▶ Data lines:
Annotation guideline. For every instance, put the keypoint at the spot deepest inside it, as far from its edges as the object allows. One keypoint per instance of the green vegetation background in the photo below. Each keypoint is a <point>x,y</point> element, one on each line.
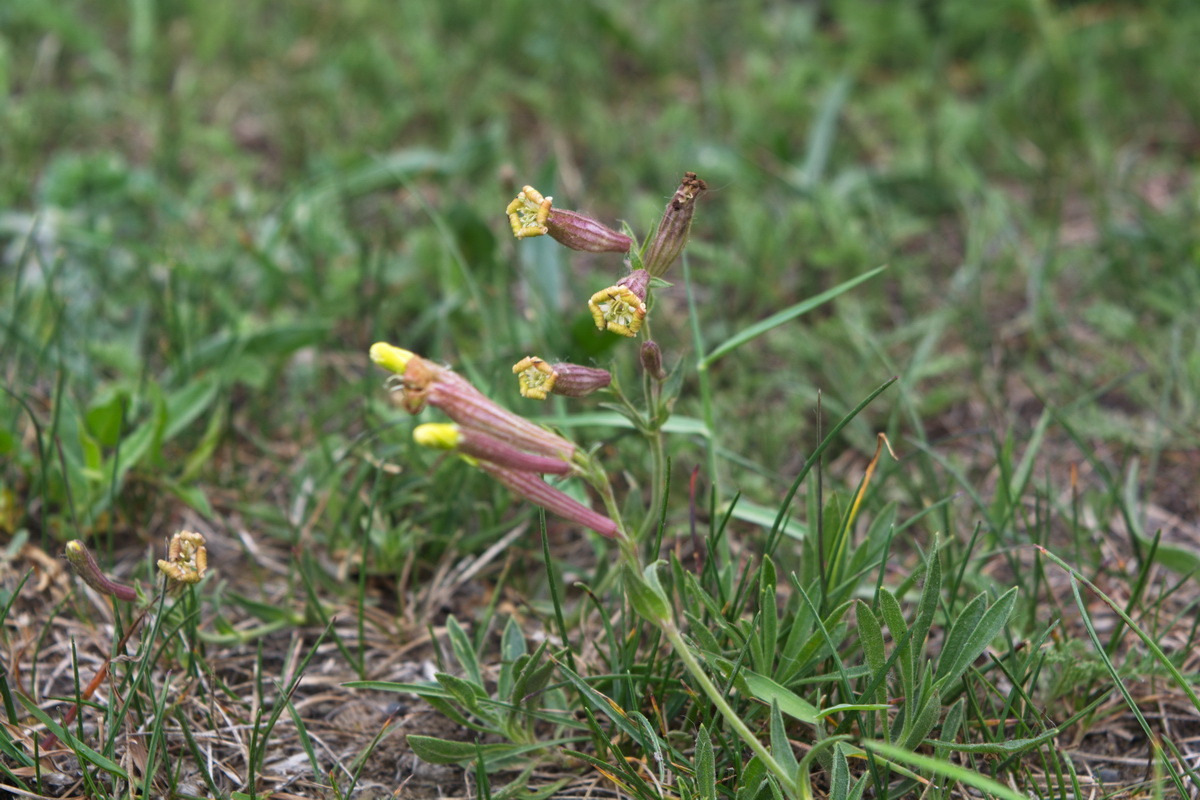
<point>210,209</point>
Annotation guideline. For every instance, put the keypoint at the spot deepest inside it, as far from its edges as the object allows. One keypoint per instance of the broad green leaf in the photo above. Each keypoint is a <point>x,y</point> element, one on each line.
<point>989,627</point>
<point>1007,747</point>
<point>889,607</point>
<point>603,703</point>
<point>513,648</point>
<point>925,719</point>
<point>965,624</point>
<point>187,403</point>
<point>768,691</point>
<point>839,782</point>
<point>943,768</point>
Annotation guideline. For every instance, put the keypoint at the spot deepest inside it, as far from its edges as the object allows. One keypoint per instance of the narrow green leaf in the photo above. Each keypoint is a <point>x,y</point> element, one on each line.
<point>433,750</point>
<point>930,595</point>
<point>791,312</point>
<point>706,767</point>
<point>780,747</point>
<point>603,703</point>
<point>839,782</point>
<point>463,651</point>
<point>1007,747</point>
<point>889,607</point>
<point>943,768</point>
<point>83,751</point>
<point>870,636</point>
<point>768,691</point>
<point>924,720</point>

▶ Exercise directions:
Format all of the lines above as a numbered list, omitting blank lines and excluding the picture.

▶ Finished exercise:
1. Annotation guideline. For every instance, put the keypoint at the spot deepest inside it, as far from its edges as the object allows. One keypoint per instance of the green vegetation background in the photo below. Each keypoint is a <point>x,y</point> element, one on each line.
2. <point>210,209</point>
3. Annotation guideline. For every instance, put the keypoint at the spot deepest inside it, as far from its edges as the object allows. One keypoint per instance of the broad green leaf in the photo above. Each keypoint is a <point>x,y</point> element, one on each line.
4. <point>989,627</point>
5. <point>1007,747</point>
6. <point>889,607</point>
7. <point>603,703</point>
8. <point>513,648</point>
9. <point>925,719</point>
10. <point>965,624</point>
11. <point>187,403</point>
12. <point>768,691</point>
13. <point>839,782</point>
14. <point>943,768</point>
15. Annotation guideline. For every instance, put the keypoint at the spot deepest inside it, as far from its edges as the object allows. One keypoint per instance of the narrow green leaf in the photo above. Each keypoint is a <point>x,y</point> element, one on each line.
16. <point>433,750</point>
17. <point>930,595</point>
18. <point>791,312</point>
19. <point>706,767</point>
20. <point>780,747</point>
21. <point>603,703</point>
22. <point>839,782</point>
23. <point>463,651</point>
24. <point>1007,747</point>
25. <point>889,607</point>
26. <point>943,768</point>
27. <point>83,751</point>
28. <point>870,636</point>
29. <point>768,691</point>
30. <point>924,720</point>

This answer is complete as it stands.